### What the exercise asks
Present each line of the items below as a Markdown table with two columns: No. for the row number and Text for the line. Omit blank lines.
═══ Extracted data ═══
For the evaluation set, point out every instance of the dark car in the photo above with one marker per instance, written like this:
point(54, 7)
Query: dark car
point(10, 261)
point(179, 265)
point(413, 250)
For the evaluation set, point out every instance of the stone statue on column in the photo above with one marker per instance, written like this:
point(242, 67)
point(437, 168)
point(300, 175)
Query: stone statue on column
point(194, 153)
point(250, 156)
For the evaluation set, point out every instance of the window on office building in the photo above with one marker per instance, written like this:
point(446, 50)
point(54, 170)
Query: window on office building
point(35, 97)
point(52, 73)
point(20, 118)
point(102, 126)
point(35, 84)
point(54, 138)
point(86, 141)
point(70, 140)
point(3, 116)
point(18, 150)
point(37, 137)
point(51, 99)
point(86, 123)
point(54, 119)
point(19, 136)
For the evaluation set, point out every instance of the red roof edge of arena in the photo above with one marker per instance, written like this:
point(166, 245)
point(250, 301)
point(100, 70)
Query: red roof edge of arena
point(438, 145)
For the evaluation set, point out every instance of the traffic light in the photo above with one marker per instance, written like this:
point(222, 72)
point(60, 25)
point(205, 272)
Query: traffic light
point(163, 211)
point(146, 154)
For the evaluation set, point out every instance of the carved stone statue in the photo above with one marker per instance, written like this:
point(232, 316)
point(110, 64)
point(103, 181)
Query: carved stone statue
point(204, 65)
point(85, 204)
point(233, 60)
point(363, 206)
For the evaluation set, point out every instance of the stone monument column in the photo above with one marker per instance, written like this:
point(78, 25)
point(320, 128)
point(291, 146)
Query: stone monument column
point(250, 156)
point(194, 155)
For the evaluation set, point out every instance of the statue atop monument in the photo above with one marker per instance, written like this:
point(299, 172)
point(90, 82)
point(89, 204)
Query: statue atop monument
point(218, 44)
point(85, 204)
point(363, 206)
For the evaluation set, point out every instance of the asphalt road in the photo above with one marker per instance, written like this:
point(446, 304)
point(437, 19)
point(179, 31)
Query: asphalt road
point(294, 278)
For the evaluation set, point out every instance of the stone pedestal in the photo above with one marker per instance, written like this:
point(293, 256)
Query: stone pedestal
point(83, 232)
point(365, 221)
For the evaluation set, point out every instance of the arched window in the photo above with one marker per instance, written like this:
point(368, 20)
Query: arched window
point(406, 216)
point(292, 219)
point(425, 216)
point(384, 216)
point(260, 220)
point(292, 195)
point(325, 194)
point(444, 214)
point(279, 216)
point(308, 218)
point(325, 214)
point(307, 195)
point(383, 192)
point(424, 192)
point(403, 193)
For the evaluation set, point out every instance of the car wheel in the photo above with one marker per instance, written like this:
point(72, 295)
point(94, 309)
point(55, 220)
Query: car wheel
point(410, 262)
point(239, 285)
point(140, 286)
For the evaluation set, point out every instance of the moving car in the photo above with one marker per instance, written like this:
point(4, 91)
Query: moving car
═══
### Solution to this task
| No. | Text |
|---|---|
| 1 | For the evaluation set, point out every instance of the dark car in the photo above with one marker per instance, written like this: |
| 2 | point(54, 7) |
| 3 | Query: dark car |
| 4 | point(10, 261) |
| 5 | point(179, 265) |
| 6 | point(413, 250) |
| 7 | For the evaluation set, point out every instance of the stone statue on column in the photo above with one marker per instance, written like this: |
| 8 | point(242, 67) |
| 9 | point(437, 168) |
| 10 | point(300, 175) |
| 11 | Query: stone statue on column |
| 12 | point(194, 153) |
| 13 | point(250, 156) |
| 14 | For the evaluation set, point out every instance of the window on office building in the photo above with one marker per instance, written like this: |
| 15 | point(446, 50) |
| 16 | point(54, 170) |
| 17 | Query: window on office building |
| 18 | point(35, 97) |
| 19 | point(52, 73) |
| 20 | point(20, 118) |
| 21 | point(102, 126) |
| 22 | point(35, 84) |
| 23 | point(54, 138) |
| 24 | point(86, 141) |
| 25 | point(70, 140) |
| 26 | point(3, 116) |
| 27 | point(18, 150) |
| 28 | point(37, 137) |
| 29 | point(51, 99) |
| 30 | point(86, 123) |
| 31 | point(54, 119) |
| 32 | point(19, 136) |
| 33 | For the evaluation set, point out every instance of the red roof edge of arena in the photo above with one marker per instance, written like this: |
| 34 | point(166, 245) |
| 35 | point(250, 301) |
| 36 | point(100, 70) |
| 37 | Query: red roof edge of arena |
| 38 | point(438, 145) |
| 39 | For the evaluation set, point out every instance of the traffic light in the photo above with one marker per instance, written like this: |
| 40 | point(222, 72) |
| 41 | point(60, 25) |
| 42 | point(205, 272) |
| 43 | Query: traffic light |
| 44 | point(163, 211) |
| 45 | point(146, 154) |
| 46 | For the evaluation set, point out every instance of the carved stone statue in the photo above with one marker per instance, written like this: |
| 47 | point(232, 316) |
| 48 | point(110, 64) |
| 49 | point(103, 181) |
| 50 | Query: carved stone statue |
| 51 | point(204, 65) |
| 52 | point(85, 204) |
| 53 | point(233, 60) |
| 54 | point(363, 206) |
| 55 | For the evaluation set, point out every instance of the stone monument column in the photo above with one marker per instance, written like this: |
| 56 | point(78, 25) |
| 57 | point(320, 128) |
| 58 | point(291, 146) |
| 59 | Query: stone monument column |
| 60 | point(250, 156) |
| 61 | point(194, 155) |
| 62 | For the evaluation set, point out every instance of the statue atop monument in the photo above with one marker per instance, written like this: |
| 63 | point(299, 172) |
| 64 | point(90, 82) |
| 65 | point(89, 204) |
| 66 | Query: statue atop monument |
| 67 | point(218, 44) |
| 68 | point(85, 204) |
| 69 | point(363, 206) |
| 70 | For the evaluation set, point out every instance of the asphalt road in the photo above with one marker per instance, written like this: |
| 71 | point(446, 304) |
| 72 | point(437, 19) |
| 73 | point(179, 31) |
| 74 | Query: asphalt road |
| 75 | point(294, 278) |
| 76 | For the evaluation set, point out every instance of the stone pedestal in the photo above with one marker per instance, written like this: |
| 77 | point(293, 256) |
| 78 | Query: stone pedestal |
| 79 | point(83, 232) |
| 80 | point(365, 221) |
| 81 | For the evaluation set, point out every instance of the arched window in the photo above with one marker per instance, written like this: |
| 82 | point(368, 20) |
| 83 | Query: arched window |
| 84 | point(406, 216) |
| 85 | point(292, 219) |
| 86 | point(425, 216) |
| 87 | point(384, 216) |
| 88 | point(260, 220) |
| 89 | point(292, 195) |
| 90 | point(325, 194) |
| 91 | point(444, 214) |
| 92 | point(279, 216) |
| 93 | point(308, 218) |
| 94 | point(325, 214) |
| 95 | point(307, 195) |
| 96 | point(383, 192) |
| 97 | point(424, 192) |
| 98 | point(403, 193) |
| 99 | For the evaluation set, point out every instance of the car wheel in the photo above with one marker per instance, written like this: |
| 100 | point(72, 295) |
| 101 | point(94, 309) |
| 102 | point(55, 220) |
| 103 | Query: car wheel |
| 104 | point(410, 262) |
| 105 | point(239, 285) |
| 106 | point(140, 286) |
| 107 | For the evaluation set, point out every instance of the moving car in the photo above with one marker per instance, written like this: |
| 108 | point(4, 91) |
| 109 | Query: moving car |